YOUR GOAL :: Please write down the lines below word for word, leaving out the pictures.

===== INFORMATION GIVEN =====

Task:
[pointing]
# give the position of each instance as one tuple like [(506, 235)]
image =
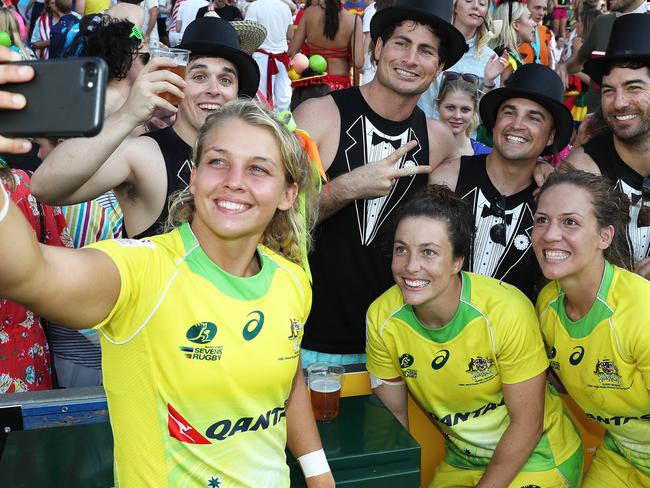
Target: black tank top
[(514, 263), (602, 151), (351, 260), (178, 156)]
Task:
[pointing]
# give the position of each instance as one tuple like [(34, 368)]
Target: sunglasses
[(643, 219), (498, 231)]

=====

EXPECTED ANSWER ::
Task:
[pointing]
# give the position of each instance as one tuple like [(506, 235)]
image =
Target: black tank top
[(514, 263), (602, 151), (351, 260), (178, 156)]
Task:
[pointing]
# give the position of each instance as one tuple like [(34, 368)]
Target: sunglasses
[(643, 219), (498, 231)]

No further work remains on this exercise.